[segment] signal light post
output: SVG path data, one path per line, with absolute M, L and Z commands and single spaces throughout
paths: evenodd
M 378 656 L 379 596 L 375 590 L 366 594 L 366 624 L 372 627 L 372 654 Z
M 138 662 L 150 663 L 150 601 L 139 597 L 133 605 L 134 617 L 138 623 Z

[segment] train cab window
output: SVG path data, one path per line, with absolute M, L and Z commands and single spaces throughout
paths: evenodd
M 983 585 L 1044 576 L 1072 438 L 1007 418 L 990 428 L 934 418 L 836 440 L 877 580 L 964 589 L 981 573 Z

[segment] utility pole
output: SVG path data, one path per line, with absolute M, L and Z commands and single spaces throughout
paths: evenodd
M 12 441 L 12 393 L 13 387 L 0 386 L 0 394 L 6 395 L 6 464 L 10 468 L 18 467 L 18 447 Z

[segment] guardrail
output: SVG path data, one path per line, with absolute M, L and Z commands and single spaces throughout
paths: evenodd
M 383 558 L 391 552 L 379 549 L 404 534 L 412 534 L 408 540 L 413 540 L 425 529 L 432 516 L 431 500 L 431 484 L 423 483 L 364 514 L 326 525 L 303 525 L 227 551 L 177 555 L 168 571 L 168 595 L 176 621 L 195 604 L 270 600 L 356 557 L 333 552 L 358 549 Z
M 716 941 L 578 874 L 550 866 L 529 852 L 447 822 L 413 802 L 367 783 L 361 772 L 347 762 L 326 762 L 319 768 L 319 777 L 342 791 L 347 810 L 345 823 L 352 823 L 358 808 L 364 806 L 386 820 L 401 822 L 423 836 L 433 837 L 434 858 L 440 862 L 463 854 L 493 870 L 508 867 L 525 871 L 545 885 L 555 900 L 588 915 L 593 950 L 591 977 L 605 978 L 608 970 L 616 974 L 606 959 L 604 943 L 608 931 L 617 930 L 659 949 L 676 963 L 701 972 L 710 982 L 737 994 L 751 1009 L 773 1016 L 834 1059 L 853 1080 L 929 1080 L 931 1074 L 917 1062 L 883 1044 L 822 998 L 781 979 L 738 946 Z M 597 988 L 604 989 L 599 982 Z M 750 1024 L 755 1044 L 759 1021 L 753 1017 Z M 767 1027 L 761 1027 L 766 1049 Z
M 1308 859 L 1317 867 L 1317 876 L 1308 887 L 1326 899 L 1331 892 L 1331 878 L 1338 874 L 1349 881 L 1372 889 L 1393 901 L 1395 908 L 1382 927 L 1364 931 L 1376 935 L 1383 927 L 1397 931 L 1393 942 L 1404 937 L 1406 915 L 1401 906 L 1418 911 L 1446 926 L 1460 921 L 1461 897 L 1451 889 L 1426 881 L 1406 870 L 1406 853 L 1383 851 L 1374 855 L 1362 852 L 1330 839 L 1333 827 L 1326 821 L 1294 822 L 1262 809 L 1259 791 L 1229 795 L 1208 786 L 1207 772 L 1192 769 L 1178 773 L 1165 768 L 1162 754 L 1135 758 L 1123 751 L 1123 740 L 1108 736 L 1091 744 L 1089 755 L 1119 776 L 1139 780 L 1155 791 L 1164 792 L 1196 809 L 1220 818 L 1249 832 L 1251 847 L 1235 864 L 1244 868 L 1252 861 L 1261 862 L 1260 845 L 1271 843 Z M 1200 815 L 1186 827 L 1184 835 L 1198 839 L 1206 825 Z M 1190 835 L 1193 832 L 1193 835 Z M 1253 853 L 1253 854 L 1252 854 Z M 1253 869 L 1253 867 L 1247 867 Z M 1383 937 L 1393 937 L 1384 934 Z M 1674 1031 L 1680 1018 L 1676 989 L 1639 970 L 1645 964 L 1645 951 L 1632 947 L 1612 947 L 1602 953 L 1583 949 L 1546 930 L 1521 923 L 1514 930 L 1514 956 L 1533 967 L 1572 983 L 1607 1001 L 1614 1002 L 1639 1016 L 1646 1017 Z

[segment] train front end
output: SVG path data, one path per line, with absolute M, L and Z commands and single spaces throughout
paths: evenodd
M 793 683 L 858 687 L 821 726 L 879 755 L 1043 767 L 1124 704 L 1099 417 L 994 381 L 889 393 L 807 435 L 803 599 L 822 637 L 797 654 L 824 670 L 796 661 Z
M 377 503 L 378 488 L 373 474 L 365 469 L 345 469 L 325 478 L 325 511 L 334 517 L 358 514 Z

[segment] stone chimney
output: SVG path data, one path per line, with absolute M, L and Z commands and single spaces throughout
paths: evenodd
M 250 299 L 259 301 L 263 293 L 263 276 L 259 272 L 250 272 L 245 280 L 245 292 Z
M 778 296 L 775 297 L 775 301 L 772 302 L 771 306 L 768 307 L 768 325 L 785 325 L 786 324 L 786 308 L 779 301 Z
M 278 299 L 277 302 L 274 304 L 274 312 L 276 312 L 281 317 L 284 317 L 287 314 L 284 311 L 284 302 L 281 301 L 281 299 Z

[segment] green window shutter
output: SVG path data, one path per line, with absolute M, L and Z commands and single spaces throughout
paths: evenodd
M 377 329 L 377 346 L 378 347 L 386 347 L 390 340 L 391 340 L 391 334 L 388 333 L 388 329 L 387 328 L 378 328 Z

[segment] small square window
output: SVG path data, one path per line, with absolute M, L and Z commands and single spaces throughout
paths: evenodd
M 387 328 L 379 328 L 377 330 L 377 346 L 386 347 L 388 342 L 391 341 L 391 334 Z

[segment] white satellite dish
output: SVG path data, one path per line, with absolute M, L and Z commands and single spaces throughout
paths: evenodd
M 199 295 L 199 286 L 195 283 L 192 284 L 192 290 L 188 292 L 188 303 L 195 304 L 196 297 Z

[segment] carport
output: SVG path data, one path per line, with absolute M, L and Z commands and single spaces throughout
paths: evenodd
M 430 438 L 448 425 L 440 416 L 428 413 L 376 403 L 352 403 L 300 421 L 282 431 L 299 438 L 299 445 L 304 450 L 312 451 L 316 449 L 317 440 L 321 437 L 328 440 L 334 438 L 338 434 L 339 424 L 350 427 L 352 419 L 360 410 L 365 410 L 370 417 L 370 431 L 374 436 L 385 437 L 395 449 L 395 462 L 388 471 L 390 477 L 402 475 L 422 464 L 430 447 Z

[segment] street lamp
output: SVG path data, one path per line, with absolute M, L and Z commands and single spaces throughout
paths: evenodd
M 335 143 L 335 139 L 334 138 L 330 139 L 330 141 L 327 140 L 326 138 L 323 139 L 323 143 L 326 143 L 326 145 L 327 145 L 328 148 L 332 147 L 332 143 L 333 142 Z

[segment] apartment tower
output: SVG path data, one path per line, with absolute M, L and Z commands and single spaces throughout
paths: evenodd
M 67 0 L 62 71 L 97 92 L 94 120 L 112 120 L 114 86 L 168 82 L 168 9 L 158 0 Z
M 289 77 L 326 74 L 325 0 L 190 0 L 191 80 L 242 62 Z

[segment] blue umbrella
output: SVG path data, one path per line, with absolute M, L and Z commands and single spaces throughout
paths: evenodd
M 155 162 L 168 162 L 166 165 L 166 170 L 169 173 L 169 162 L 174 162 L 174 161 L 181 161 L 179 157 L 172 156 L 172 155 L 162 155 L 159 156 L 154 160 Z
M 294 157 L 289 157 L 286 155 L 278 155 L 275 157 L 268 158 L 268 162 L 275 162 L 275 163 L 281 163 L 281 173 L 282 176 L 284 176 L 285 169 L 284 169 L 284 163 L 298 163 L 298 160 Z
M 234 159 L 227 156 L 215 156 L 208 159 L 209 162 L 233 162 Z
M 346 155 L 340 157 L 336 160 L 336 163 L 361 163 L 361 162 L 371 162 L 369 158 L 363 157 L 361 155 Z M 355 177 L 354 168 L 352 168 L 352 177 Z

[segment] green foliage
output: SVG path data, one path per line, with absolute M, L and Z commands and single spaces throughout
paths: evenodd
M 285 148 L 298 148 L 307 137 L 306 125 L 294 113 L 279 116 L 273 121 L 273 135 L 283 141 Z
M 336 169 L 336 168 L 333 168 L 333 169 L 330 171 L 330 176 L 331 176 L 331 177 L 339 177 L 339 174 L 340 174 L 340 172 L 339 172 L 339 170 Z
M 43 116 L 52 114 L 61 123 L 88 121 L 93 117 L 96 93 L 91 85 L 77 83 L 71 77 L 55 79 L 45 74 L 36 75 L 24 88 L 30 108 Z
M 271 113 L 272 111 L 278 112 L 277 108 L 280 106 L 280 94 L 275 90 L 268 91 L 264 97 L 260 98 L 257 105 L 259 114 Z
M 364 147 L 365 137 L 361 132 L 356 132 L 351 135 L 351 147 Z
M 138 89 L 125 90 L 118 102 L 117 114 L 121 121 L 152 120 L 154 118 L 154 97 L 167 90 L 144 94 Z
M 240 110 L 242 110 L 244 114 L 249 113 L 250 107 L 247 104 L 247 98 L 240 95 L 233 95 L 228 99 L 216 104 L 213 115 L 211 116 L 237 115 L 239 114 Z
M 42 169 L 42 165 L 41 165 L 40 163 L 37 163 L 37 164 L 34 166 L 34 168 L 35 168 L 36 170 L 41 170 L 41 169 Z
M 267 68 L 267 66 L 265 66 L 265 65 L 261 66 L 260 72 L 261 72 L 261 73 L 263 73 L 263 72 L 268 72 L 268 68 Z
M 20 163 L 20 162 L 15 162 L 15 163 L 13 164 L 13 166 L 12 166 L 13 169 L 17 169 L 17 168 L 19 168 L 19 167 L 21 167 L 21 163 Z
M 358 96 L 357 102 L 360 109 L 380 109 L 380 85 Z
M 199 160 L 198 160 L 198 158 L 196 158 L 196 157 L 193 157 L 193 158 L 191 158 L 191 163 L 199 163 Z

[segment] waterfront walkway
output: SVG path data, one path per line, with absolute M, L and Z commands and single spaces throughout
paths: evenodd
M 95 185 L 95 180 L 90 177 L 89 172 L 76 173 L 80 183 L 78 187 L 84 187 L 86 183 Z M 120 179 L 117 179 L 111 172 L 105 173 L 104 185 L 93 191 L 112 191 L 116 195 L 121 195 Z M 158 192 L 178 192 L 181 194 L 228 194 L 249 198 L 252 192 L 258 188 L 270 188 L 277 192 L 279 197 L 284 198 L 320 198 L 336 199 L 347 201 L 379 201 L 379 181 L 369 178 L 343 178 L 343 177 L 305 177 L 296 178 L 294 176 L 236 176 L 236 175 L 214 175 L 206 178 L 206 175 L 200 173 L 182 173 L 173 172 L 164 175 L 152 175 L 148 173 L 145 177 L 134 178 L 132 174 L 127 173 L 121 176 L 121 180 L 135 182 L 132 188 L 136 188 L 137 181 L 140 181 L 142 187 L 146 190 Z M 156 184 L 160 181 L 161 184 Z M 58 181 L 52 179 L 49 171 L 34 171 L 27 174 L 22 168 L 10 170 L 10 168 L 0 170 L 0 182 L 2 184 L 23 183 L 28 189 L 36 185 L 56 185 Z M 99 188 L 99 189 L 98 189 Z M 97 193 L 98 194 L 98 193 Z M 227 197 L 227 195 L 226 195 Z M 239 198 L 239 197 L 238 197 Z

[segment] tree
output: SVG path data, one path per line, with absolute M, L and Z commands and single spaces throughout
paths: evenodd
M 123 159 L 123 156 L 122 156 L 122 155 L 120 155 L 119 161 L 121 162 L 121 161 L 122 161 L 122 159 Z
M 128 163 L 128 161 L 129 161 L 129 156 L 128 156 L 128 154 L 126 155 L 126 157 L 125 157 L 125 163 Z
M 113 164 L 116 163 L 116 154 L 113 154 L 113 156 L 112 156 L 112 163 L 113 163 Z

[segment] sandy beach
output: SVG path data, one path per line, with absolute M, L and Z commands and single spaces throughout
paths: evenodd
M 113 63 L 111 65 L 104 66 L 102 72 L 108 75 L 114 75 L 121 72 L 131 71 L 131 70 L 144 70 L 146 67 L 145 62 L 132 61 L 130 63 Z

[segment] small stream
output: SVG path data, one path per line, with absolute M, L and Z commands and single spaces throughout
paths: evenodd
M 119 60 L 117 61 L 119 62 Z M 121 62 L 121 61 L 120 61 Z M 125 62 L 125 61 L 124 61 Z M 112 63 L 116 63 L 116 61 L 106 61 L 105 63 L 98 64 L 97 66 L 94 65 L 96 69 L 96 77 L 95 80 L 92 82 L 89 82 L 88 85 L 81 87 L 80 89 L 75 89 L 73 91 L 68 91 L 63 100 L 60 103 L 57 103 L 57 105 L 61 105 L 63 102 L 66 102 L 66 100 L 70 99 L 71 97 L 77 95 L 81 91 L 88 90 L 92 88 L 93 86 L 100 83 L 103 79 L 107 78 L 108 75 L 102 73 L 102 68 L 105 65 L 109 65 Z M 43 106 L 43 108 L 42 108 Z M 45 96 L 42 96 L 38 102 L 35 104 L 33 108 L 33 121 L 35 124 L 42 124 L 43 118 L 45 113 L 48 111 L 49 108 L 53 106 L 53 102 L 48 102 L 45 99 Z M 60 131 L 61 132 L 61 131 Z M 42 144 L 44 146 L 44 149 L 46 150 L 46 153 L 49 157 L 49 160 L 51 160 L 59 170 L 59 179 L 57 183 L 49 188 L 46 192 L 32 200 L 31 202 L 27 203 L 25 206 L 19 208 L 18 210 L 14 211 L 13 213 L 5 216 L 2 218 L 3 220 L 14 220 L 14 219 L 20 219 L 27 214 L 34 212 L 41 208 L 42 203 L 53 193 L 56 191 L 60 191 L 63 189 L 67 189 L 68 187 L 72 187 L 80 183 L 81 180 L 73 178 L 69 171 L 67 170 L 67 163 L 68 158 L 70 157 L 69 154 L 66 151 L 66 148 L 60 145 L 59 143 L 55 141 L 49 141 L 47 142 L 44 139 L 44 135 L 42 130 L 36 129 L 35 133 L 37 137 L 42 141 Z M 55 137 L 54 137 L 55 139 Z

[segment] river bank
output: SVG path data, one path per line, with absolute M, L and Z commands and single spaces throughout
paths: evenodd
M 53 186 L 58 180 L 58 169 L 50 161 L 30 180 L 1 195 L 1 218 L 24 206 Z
=======
Work instruction: Please report every line in the entries above that holds the string "small".

Response area:
[segment] small square window
[segment] small stream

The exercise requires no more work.